*WHAT TO DO:*
1 > Translate into French this sentence from the forum post on constructing triangle ABC: "The solution is based on the fact that AP is the angle bisector of angle XAO."
2 > In one to three sentences, explain the fact on which the forum post on constructing triangle ABC says its alternative construction rests.
3 > Extend the forum post on constructing triangle ABC, beginning after its final line.
-- start of PASSAGE SHOWN --
Another solution to the problem:

Draw the line XP and the altitude, ha, at X. Draw the circle with
center P passing through O and intersecting ha at R. Let Q be the
midpoint of OR and draw the line PQ intersecting ha at A.

The solution is based on the fact that AP is the angle bisector of
angle XAO.

Regards,
Harold Connelly


--- In Hyacinthos@yahoogroups.com, "Paul Yiu" <yiu@f...> wrote:
>
> Dear Ricardo,
> [RB]: To construct the ABC triangle knowing:
> O, cicuncenter,
> X [your Ha] the foot of the height from vertex A, and
> P [your Wa] the foot of bisecting line from vertex A.
>
> [PY]: A necessary and sufficient condition for the existence of the
> triangle is that O does not lie inside the circle (C), center P,
> passing through X. ...
-- end of PASSAGE SHOWN --
-- start of DATA SECTION --
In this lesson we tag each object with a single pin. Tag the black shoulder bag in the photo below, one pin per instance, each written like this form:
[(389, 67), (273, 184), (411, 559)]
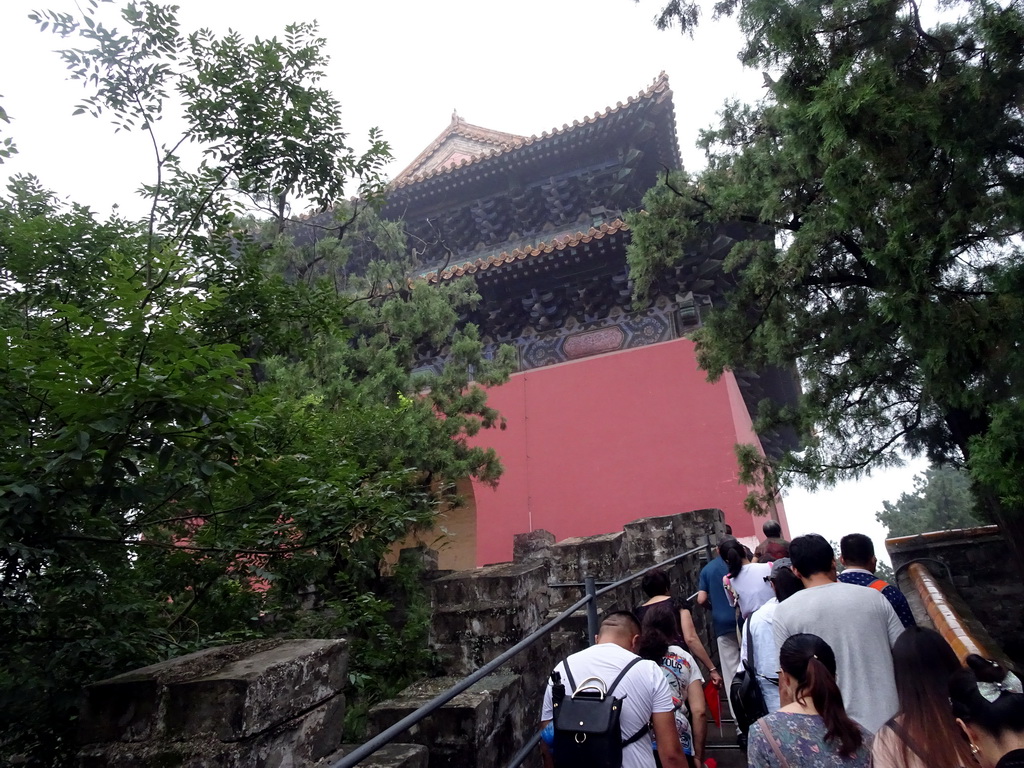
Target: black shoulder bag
[(748, 700)]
-- end of DATA SECTION --
*RESULTS FOR THE EXERCISE:*
1 > La solution repose sur le fait que AP est la bissectrice de l'angle XAO.

2 > The construction rests on the fact that AP is the angle bisector of angle XAO. Drawing the line PQ through the midpoint Q of OR therefore locates vertex A where that line meets the altitude ha.

3 >
>
> *** After posting this construction, I checked with Wernick's
article
> in Math. Magazine, volume 55 (1982) number 4. This problem was one
> among his list, and Wernick had a solution. He posed it as Problem
> 1149(b) in the same issue. A solution by J. M. Stark appeared in
> volume 57, number 1. It was the same construction as I gave, with a
> very simple proof. I, however, designed the construction by first
> solving the problem analytically and then interpreted the resulting
> expressions geometrically.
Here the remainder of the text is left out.